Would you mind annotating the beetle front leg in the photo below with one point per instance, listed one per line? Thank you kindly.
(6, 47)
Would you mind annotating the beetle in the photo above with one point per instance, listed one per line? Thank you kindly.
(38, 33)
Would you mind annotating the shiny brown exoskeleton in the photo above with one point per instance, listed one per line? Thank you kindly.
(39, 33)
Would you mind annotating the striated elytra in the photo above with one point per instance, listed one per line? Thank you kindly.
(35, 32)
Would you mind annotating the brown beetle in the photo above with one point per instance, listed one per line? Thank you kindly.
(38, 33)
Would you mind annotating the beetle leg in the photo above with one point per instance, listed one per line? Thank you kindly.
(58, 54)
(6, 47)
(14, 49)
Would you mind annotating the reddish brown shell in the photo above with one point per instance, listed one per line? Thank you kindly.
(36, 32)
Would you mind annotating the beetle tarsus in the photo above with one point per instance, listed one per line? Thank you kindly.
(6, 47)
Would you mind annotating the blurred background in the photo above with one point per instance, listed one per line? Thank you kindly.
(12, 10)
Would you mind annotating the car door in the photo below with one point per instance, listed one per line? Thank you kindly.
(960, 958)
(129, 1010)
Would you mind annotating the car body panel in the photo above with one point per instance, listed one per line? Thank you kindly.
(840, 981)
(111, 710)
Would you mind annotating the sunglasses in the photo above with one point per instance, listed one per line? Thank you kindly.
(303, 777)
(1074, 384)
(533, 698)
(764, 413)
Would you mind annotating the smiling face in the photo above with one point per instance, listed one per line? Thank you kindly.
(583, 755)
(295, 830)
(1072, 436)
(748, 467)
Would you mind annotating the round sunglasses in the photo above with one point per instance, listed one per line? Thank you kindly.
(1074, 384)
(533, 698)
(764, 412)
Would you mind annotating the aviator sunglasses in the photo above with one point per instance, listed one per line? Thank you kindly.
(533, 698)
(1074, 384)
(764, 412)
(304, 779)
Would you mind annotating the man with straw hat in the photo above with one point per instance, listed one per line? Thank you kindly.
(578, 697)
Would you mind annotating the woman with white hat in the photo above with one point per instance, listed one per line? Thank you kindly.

_ _ _ _

Write out all of the records above as a JSON list of strings, one string per line, skipping any blank lines.

* [Exercise solution]
[
  "Would you mind annotating the beetle front leg in the photo below with one point per instance, listed one per line? Thank you kindly.",
  "(6, 47)",
  "Would you mind annotating the beetle in the photo above with one point per instance, listed one per line? Thank you kindly.",
  "(38, 33)",
  "Would you mind annotating the shiny brown exoskeleton in the photo above with one point per instance, listed one per line? Thank you kindly.",
  "(39, 33)",
  "Would you mind annotating the striated elytra in the photo above with one point per instance, listed one per line? Thank you kindly.",
  "(35, 32)",
  "Would you mind annotating the brown beetle in the photo above with one point per instance, listed one per line? Thank you kindly.",
  "(38, 33)",
  "Would you mind annotating the beetle leg in the photo above with one point per instance, listed one per line? Thank you kindly.",
  "(58, 54)",
  "(6, 47)",
  "(14, 49)",
  "Would you mind annotating the reddish brown shell in the photo above with one point per instance, listed one per line? Thank you kindly.",
  "(36, 32)",
  "Would you mind annotating the beetle tarsus in the photo above with one point per instance, listed one per line? Thank you kindly.",
  "(6, 47)",
  "Would you mind annotating the blurred background in the photo above with one point per instance, listed one per line? Thank you kindly.",
  "(12, 10)",
  "Would you mind annotating the car door in the photo below with one point per instance, listed one per line? Thank you kindly.",
  "(960, 958)",
  "(129, 1010)",
  "Would you mind annotating the car body panel in the photo above with one point per instance, listed one per line? Thank you kindly.",
  "(840, 981)",
  "(111, 710)",
  "Would you mind annotating the sunglasses in the photo above with one point per instance, listed one per line? Thank you kindly.",
  "(303, 777)",
  "(1074, 384)",
  "(533, 698)",
  "(764, 413)",
  "Would you mind annotating the smiling face in the photo above with one point per instance, listed one per line? Thank you kindly.",
  "(583, 755)",
  "(295, 830)",
  "(1072, 436)",
  "(748, 467)",
  "Would you mind annotating the round sunglasses in the photo above with one point per instance, listed one per line? Thank you kindly.",
  "(1074, 384)",
  "(533, 698)",
  "(764, 412)",
  "Would you mind annotating the aviator sunglasses in the photo above with one point per instance, listed one per line? Thank you kindly.",
  "(533, 698)",
  "(1074, 384)",
  "(764, 412)",
  "(304, 779)",
  "Would you mind annotating the man with straw hat in the photo above with one point per instance, listed one per line? Thank you kindly.",
  "(578, 697)",
  "Would you mind annotating the woman with white hat in the photo above with one point per instance, listed one per line? Thank you kindly."
]